◆ **EXERCISE**
Copy each of the rows below, character for character, without changing anything.

◆ **DATA SUPPLIED**

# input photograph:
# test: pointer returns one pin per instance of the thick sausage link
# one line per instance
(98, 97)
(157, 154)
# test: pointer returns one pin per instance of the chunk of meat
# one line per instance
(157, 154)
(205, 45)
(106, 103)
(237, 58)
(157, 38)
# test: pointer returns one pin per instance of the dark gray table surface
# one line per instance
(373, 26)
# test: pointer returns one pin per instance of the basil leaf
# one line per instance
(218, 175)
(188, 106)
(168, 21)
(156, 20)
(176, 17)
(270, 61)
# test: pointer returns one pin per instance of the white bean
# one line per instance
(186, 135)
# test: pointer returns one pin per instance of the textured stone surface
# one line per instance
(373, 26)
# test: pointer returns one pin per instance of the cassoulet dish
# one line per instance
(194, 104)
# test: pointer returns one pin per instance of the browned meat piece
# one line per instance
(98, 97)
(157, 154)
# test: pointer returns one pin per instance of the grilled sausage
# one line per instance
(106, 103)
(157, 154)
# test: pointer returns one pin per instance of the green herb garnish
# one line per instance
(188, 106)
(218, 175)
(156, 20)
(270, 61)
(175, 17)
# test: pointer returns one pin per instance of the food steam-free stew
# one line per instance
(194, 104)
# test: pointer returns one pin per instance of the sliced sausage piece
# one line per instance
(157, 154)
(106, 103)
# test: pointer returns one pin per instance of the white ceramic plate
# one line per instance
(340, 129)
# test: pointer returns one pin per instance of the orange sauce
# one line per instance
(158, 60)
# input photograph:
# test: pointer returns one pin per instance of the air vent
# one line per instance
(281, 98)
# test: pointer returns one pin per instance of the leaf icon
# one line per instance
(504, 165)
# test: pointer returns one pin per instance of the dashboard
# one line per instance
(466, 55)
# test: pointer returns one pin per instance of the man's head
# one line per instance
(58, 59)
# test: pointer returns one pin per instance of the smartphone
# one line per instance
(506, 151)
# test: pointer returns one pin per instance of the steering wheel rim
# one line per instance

◆ **OUTPUT FOR THIS EXERCISE**
# input photograph:
# test: pointer returns one pin per instance of the thick sausage link
# one line per instance
(98, 97)
(157, 154)
# test: pointer returns one pin per instance of the chunk of meat
# one line per instance
(157, 154)
(205, 45)
(106, 103)
(237, 58)
(157, 38)
# test: pointer returns one pin per instance of the dark gray table surface
# one line per instance
(373, 26)
# test: pointer returns one pin per instance of the basil leaf
# one line per instance
(218, 175)
(188, 106)
(168, 21)
(156, 20)
(176, 17)
(270, 61)
# test: pointer returns one pin per instance of the white bean
# one line per instance
(186, 135)
# test: pointer returns one pin per instance of the textured stone surface
# one line per instance
(373, 26)
# test: pointer returns one pin per instance of the cassoulet dish
# one line per instance
(194, 104)
# test: pointer returns one pin per instance of the browned meat piece
# one line per instance
(98, 97)
(157, 154)
# test: pointer returns one pin per instance of the grilled sausage
# one line per instance
(106, 103)
(157, 154)
# test: pointer returns one pin per instance of the green herb garnish
# one line per instance
(188, 106)
(218, 175)
(156, 20)
(270, 61)
(175, 17)
# test: pointer returns one pin per instance of the food steam-free stew
# one line per instance
(194, 104)
# test: pointer returns one pin per instance of the sliced sausage piece
# one line per instance
(157, 154)
(106, 103)
# test: pointer returns one pin per instance of the white ceramic plate
# one line per instance
(340, 129)
# test: pointer returns one pin per instance of the orange sauce
# one line per instance
(158, 60)
# input photograph:
# test: pointer returns one pin per instance of the air vent
# one line per instance
(281, 98)
# test: pointer returns one pin per instance of the leaf icon
# one line per instance
(504, 165)
# test: pointer returns one pin per instance of the dashboard
# one line per instance
(466, 55)
# test: pointer returns one pin per instance of the man's head
# one line per instance
(58, 59)
# test: pointer returns one pin per instance of the smartphone
# one line per instance
(506, 151)
# test: pointer returns one pin per instance of the steering wheel rim
# one line per instance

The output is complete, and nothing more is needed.